Listed entries
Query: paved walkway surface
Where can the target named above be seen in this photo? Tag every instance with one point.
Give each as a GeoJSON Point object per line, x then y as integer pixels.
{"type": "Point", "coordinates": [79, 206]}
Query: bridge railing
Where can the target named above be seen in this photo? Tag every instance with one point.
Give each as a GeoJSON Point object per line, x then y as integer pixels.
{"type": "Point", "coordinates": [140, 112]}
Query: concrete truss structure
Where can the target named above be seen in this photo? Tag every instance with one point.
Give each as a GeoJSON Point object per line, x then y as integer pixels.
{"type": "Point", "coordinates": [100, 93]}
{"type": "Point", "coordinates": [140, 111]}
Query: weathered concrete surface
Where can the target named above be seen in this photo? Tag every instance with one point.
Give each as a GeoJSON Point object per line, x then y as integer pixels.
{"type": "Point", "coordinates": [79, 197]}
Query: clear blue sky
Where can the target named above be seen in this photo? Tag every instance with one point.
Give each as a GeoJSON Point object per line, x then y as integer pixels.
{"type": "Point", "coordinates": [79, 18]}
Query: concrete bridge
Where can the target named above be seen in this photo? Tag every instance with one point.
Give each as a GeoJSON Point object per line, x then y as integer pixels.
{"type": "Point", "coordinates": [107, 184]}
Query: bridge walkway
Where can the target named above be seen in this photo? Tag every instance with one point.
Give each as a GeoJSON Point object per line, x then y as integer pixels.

Task instructions
Retype the listing. Match it exactly.

Completed task
Query: paved walkway surface
Where can the target named above be seen in this photo? Tag every instance with one point.
Give each as a GeoJSON Point object per line, x then y as integer pixels.
{"type": "Point", "coordinates": [79, 206]}
Query: bridge railing
Where can the target named above be seen in this photo? Tag every instance with one point.
Give each as a GeoJSON Point object per line, x then y as integer pixels.
{"type": "Point", "coordinates": [140, 112]}
Query: concrete truss structure
Where can the target named above be seen in this photo? Tag every instance with one point.
Give each as a GeoJSON Point object per line, x then y as integer pixels.
{"type": "Point", "coordinates": [100, 93]}
{"type": "Point", "coordinates": [140, 111]}
Query: weathered concrete surface
Where can the target named above be seen in this photo? Tag every instance with one point.
Give each as a GeoJSON Point object per line, x then y as integer pixels.
{"type": "Point", "coordinates": [79, 197]}
Query: clear blue sky
Where can the target named above be seen in this photo? Tag every instance with one point.
Give each as a GeoJSON Point object per line, x then y as integer pixels.
{"type": "Point", "coordinates": [79, 18]}
Query: concrete bridge
Where can the target named above be seen in this photo? Tag every instance with one point.
Give each as a GeoJSON Point object per line, x then y as integer pixels.
{"type": "Point", "coordinates": [107, 184]}
Query: bridge walkway
Where can the target named above be seen in this photo? Tag every instance with one point.
Give each as a GeoJSON Point object per line, x then y as integer pixels.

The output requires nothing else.